**Selected text**.
I had a large production shop and ran a lot of Powermatic, Delta, Porter Cable, and a very expensive CNC and yes some Grizzly. I would not be afraid of this lathe one little bit if the through hold is not a problem and I will look at it much harder if they change that one problem. I have a dealer here in town to compare machines with (jet, PM General and Delta) and for the money I would buy the Grizzly. 

I would however not touch the lower modelsmachines as I just did not like what I seen. This is JUST my opinion as I have not used them.

Hope this helps.

Jay


----------



## Rifleman1776 (Mar 19, 2008)

Jay, my lathe is the G0632. It does have a hole through the headstock. That is one reason why I originally suggested Jared consider stepping down from the G0456. I believe the 0632 to be a much better product all around. And, BTW, it too, is built like a tank. In fact, the cast iron legs look identical to those on a Powermatic.


----------



## Russianwolf (Mar 19, 2008)

> _Originally posted by Ron in Drums PA_
> 
> 
> 
> ...

**Written request 1**.
Give the lines of the records from the line containing "Where can the white bead" through the end of the records as a JSON list of strings, one per line, with blank lines omitted.
The records are unrelated to the lathe thread.

**Source data**.

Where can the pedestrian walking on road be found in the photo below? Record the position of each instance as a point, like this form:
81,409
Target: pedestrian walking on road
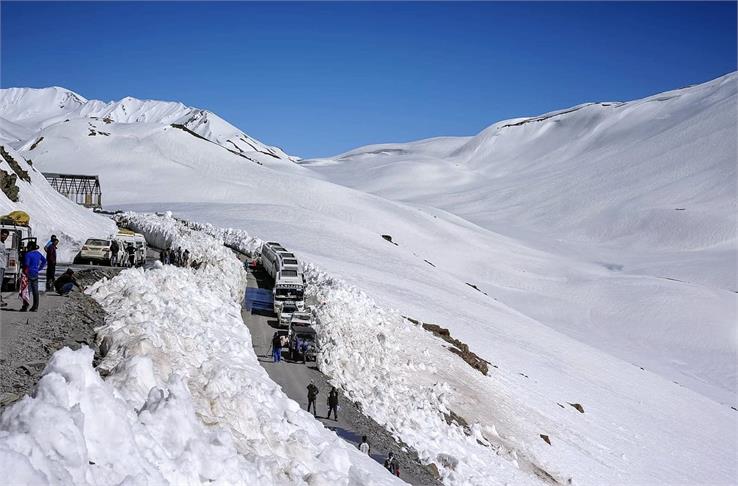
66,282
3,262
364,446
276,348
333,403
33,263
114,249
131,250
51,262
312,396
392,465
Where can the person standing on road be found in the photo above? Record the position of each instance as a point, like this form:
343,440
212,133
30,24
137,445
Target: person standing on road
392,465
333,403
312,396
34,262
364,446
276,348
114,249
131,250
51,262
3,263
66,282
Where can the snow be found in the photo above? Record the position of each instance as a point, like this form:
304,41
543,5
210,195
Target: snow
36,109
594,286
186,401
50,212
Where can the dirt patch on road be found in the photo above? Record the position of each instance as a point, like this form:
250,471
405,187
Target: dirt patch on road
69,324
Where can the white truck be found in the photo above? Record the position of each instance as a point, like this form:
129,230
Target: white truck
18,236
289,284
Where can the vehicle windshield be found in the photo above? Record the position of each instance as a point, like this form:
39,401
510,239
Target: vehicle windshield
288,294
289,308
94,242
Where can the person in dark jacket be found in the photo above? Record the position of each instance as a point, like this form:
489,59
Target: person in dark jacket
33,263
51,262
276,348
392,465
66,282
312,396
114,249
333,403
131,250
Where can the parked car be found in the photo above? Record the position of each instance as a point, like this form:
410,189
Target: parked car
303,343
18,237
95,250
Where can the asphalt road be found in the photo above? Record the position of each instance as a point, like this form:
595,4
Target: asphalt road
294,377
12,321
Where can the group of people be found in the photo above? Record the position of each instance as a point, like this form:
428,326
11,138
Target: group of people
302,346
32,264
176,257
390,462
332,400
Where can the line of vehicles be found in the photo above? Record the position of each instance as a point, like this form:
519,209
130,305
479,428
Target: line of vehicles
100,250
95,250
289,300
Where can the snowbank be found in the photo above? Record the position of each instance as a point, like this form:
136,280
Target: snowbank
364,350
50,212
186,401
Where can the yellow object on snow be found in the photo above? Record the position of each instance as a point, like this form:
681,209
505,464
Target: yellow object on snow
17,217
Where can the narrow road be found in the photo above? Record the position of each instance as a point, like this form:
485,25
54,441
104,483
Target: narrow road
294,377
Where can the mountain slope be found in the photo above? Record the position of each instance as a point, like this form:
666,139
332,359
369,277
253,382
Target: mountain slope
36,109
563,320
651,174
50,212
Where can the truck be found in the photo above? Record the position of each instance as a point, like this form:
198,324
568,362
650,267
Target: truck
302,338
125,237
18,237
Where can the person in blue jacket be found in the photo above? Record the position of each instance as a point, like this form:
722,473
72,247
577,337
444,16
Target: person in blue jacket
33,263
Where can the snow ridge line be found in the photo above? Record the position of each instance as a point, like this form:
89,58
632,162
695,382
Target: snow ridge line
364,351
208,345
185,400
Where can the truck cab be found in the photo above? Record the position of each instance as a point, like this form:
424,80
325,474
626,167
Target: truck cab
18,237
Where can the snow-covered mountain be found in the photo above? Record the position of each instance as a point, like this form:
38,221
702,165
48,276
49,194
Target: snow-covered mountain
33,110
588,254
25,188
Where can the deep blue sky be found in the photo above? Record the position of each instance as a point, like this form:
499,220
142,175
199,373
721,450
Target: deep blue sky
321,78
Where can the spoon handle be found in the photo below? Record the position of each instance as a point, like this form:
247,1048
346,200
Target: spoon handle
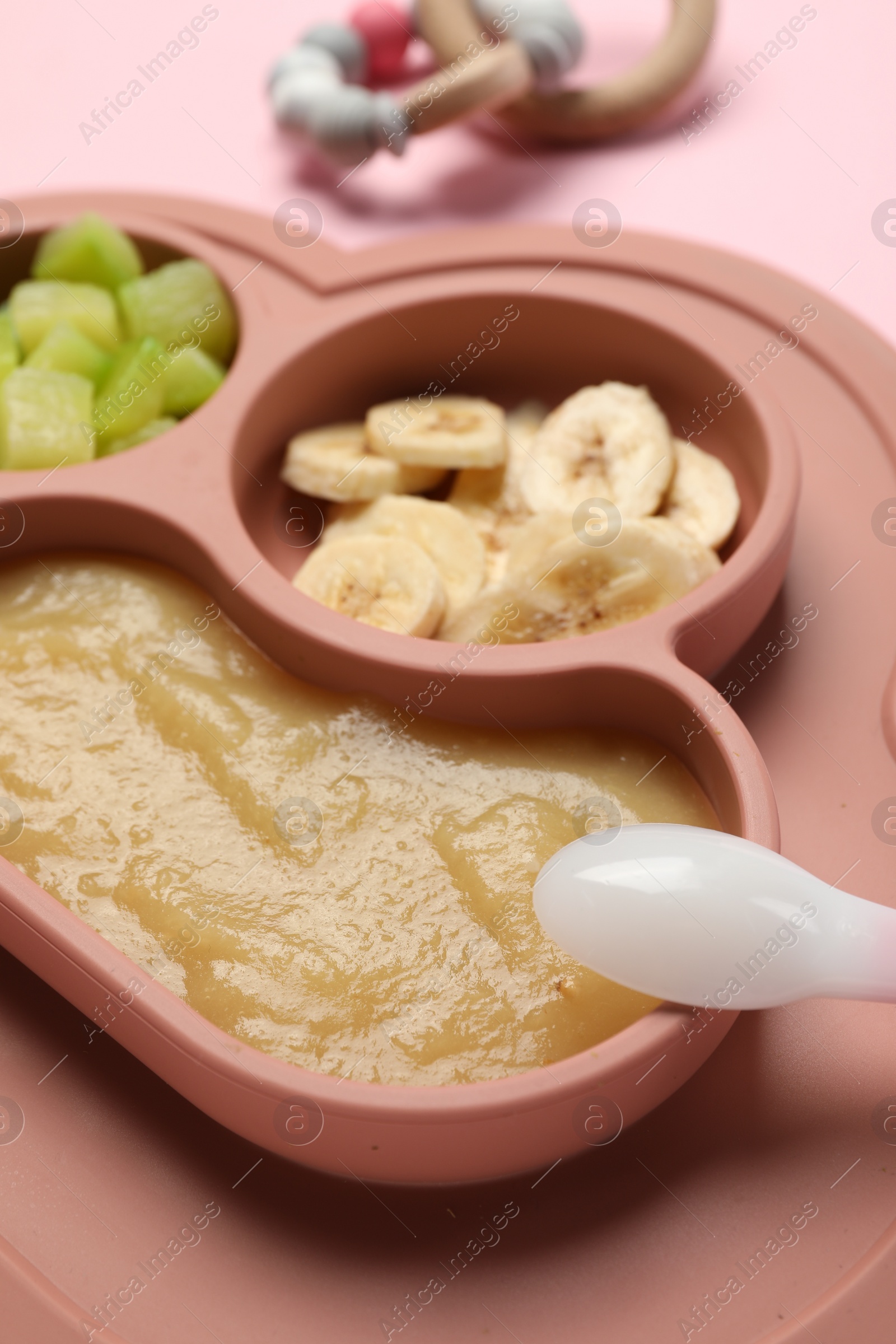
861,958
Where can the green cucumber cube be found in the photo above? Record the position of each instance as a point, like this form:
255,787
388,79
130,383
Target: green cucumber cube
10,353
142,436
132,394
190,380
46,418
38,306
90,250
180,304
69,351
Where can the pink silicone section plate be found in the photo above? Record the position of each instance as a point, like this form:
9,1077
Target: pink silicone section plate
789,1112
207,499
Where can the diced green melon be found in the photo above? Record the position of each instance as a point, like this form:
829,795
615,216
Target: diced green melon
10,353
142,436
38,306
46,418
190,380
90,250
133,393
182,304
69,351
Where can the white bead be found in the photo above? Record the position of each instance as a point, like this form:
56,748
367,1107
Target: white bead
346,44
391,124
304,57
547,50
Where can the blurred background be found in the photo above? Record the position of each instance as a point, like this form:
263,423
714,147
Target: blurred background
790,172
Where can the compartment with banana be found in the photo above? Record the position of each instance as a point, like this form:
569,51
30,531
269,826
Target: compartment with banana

**Written request 2**.
From the lathe thread, quote the passage from "I had a large" to "Rifleman1776 (Mar 19, 2008)".

**Task response 1**.
[
  "Where can the white bead be found in the photo above? Record the position of each instance as a point, like this form:",
  "56,748",
  "367,1107",
  "Target: white bead",
  "346,44",
  "391,124",
  "304,57",
  "547,50",
  "Where can the blurred background be found in the photo above? Record the position of each instance as a point, like this form:",
  "263,423",
  "714,147",
  "Target: blurred background",
  "790,172",
  "Where can the compartment with banana be found in the photo above? Record the position of each instance as a point, like this form:",
  "569,51",
  "30,531",
  "269,826",
  "Target: compartment with banana"
]

**Task response 2**.
I had a large production shop and ran a lot of Powermatic, Delta, Porter Cable, and a very expensive CNC and yes some Grizzly. I would not be afraid of this lathe one little bit if the through hold is not a problem and I will look at it much harder if they change that one problem. I have a dealer here in town to compare machines with (jet, PM General and Delta) and for the money I would buy the Grizzly. 

I would however not touch the lower modelsmachines as I just did not like what I seen. This is JUST my opinion as I have not used them.

Hope this helps.

Jay


----------



## Rifleman1776 (Mar 19, 2008)